*** Text shown ***
UCLA-led Team Induces Cell Reprogramming Process with Mechanical Squeeze
Advance could improve gene editing efficiency for disease therapies
This article was originally published by UCLA Samueli Newsroom
UCLA bioengineers and colleagues have unveiled a fast, efficient and simple way to prime cells and help convert them from one type into another by squeezing them mechanically for a millisecond. This novel biophysical approach could improve the efficiency of cell engineering for tissue regeneration and the treatment of diseases such as cancer, Parkinson’s disease and muscular dystrophy.
A research study on the advance, led by Song Li, Chancellor’s Professor of Bioengineering at UCLA, has been published in Nature Materials.
Cell reprogramming has been discovered and demonstrated since the early 1960s. It gives cells a new identity — imagine transforming skin cells into their embryonic stage, known as pluripotent stem cells, which can then be converted into mature cell types for the heart or muscles. The technique offers a promising way to treat a range of diseases by replacing damaged tissues with healthy ones. It could also open up new ways to model how diseases progress, test the effectiveness of potential drugs and make headway into personalizing treatments.
Unfortunately, the process of cell reprogramming has been largely laborious and inefficient. Similar to reprogramming a computer, to reprogram a cell, its memory needs to be reformatted. The biggest hurdle is the complexity of what’s known as the epigenome — the chemical “memory” made up of formatted DNA and DNA-affiliated proteins that dictates the cell type and how it functions.
Current techniques to induce cell reprogramming often involve using viruses to introduce genes into the nucleus that kick start the reprogramming process. Such techniques are inefficient, however, with success rates of less than 3% when converting adult skin cells into neurons, as an example.
The UCLA team developed a non-chemical, biophysical approach to expedite that process by giving a cell nucleus a millisecond mechanical squeeze, which helped alter the physical and chemical traits of chromatin — a mixture of DNA and proteins that form the chromosomes found in the cells of humans and other higher organisms — and make them more prone to gene editing. The researchers developed a high-throughput microfluidic prototype with microchannels of 1/100th of a millimeter in diameter that squeezed cells as they moved through the device.
The near spherical cells were squished into oblong forms for a millisecond, and the slight deformation of the cell nucleus was just enough to partially open up the chromatin structure, thereby increasing accessibility to the genome.
***
_Task to carry out_
Continue the article on UCLA's mechanical squeezing of cells for reprogramming, picking up after its final sentence.
*** Data segment ***
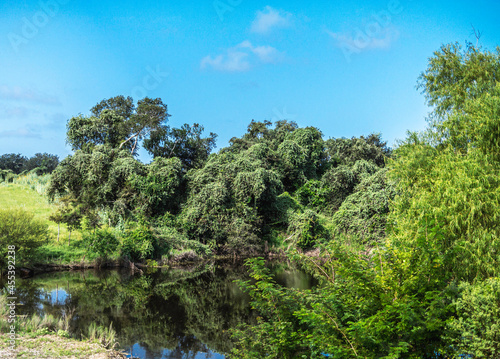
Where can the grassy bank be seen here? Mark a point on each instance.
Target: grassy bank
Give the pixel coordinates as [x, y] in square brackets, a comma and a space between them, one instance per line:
***
_Output_
The researchers found this method to be effective in priming cells for more efficient reprogramming, seeing 20% of cells reprogrammed from fibroblast cells into neurons. They also successfully applied the approach to various other cell types and reprogramming processes.
“This study explores the role of biophysical stimuli in reprogramming cells and decrypts some of the underlying mechanisms that influence that process,” said Li, who chairs the Bioengineering Department at the UCLA Samueli School of Engineering and holds a joint appointment at the David Geffen School of Medicine. “This provides a new pathway for improving cell reprogramming efficiency and in vitro cell engineering for regenerative medicine, disease modeling and drug screening.”
The researchers used a range of techniques from different disciplines to complete the research, including microfabrication, atomic force microscopy, fluorescence resonance energy transfer, nano mRNA sensors, epigenetic analysis and genetic engineering.
Authors of the study are UCLA researchers and graduate students Yang Song, Jennifer Soto, Binru Chen, Tyler Hoffman, Weikang Zhao and Chau Ly. The team also includes UCLA faculty members, Amy Rowat, a professor of integrative biology and physiology as well as bioengineering; and Dr. Siavash K. Kurdistani, chair and a professor of the Biological Chemistry Department. Other authors are Ninghao Zhu and Pak Kin Wong of Pennsylvania State University, as well as Qin Peng, Longwei Liu and Yingxiao Wang of UC San Diego.
The research was supported by a UCLA Eli and Edythe Broad Center of Regenerative Medicine and Stem Cell Research Innovation Award, and grants from the National Institutes of Health and the National Science Foundation. The researchers used the Nano & Pico Characterization Lab and Advanced Light Microscopy and Spectroscopy Lab at the California NanoSystems Institute at UCLA for part of the experiments.
The UCLA Technology Development Group has filed for a U.S. patent on the technology.